Job. Copy out all the entries word for word.

Records shown.
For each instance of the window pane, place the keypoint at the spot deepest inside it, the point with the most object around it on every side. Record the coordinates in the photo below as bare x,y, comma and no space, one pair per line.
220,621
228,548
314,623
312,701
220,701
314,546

Answer to the exercise.
For each instance of the window pane, place the keypoint at the spot deepest inside it, the point with the most object around it on every side. Record the coordinates in the photo below as bare x,y, comma and no space, one pair per line.
220,621
228,548
314,623
312,701
220,701
314,546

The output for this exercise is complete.